What to do -
Write out each entry, exactly the way it appears.
****************************************
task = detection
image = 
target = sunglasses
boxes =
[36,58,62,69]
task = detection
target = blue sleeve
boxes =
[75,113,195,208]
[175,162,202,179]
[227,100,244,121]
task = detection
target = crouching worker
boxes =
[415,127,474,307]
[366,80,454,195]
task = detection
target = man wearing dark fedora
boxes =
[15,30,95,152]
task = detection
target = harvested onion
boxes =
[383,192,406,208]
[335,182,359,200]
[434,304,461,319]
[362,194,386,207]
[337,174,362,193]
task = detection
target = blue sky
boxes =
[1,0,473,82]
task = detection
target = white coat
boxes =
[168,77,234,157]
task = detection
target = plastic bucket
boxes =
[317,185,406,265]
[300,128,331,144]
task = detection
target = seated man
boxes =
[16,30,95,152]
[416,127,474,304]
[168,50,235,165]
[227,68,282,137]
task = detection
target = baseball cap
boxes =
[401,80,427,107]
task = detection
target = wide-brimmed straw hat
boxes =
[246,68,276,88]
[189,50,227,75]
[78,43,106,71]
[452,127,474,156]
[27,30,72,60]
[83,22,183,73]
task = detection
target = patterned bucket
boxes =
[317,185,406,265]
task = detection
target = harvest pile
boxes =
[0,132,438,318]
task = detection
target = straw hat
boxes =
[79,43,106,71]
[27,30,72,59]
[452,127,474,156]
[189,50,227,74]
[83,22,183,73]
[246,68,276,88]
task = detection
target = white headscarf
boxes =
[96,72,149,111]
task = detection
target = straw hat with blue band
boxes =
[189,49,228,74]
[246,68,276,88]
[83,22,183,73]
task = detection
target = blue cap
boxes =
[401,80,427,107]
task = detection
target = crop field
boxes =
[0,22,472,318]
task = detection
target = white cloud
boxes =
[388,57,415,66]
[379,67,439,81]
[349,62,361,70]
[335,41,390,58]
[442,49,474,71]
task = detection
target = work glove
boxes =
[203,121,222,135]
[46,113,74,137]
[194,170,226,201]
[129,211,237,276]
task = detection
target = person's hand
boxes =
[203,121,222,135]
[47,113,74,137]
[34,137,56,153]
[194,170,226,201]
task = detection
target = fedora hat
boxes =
****************************************
Answer for the task -
task = detection
image = 
target = sunglasses
boxes =
[36,58,62,69]
task = detection
target = blue sleeve
boxes =
[75,113,195,208]
[175,162,202,179]
[227,100,244,121]
task = detection
target = crouching worker
boxes =
[415,127,474,307]
[366,80,454,195]
task = detection
target = man wearing dark fedora
boxes =
[15,30,95,152]
task = detection
target = harvested onion
boxes =
[383,192,406,208]
[335,182,359,200]
[434,304,461,319]
[362,194,386,207]
[337,174,362,193]
task = detection
target = blue sky
boxes =
[1,0,473,82]
task = detection
target = white coat
boxes =
[168,77,234,157]
task = detection
target = plastic bucket
boxes =
[317,185,406,265]
[300,128,331,144]
task = detection
target = seated man
boxes =
[16,30,95,152]
[416,127,474,304]
[168,50,235,165]
[227,68,282,137]
task = detection
target = baseball cap
boxes =
[401,80,427,107]
task = detection
target = wide-brimmed straw hat
boxes =
[246,68,276,88]
[189,50,227,75]
[78,43,106,71]
[452,127,474,156]
[27,30,72,60]
[83,22,183,73]
task = detection
target = patterned bucket
boxes =
[317,185,406,265]
task = detection
target = harvest pile
boxes =
[0,132,438,318]
task = detection
target = straw hat
boxes =
[79,43,106,71]
[27,30,72,59]
[452,127,474,156]
[189,50,227,74]
[83,22,183,73]
[246,68,276,88]
task = detection
target = white headscarf
boxes =
[96,72,149,111]
task = detection
target = straw hat with blue band
boxes =
[189,49,228,74]
[246,68,276,88]
[83,22,183,73]
task = detection
target = blue cap
boxes =
[401,80,427,107]
task = detection
target = crop field
boxes =
[0,22,472,318]
task = detection
target = white cloud
boxes =
[388,57,415,66]
[379,67,439,81]
[349,62,361,70]
[335,41,390,58]
[442,49,474,71]
task = detection
target = work glove
boxes =
[203,121,222,135]
[46,113,74,137]
[194,170,226,201]
[129,211,237,276]
task = detection
target = person's hand
boxes =
[203,121,222,135]
[47,113,74,137]
[34,137,56,153]
[194,170,226,201]
task = detection
target = fedora hat
boxes =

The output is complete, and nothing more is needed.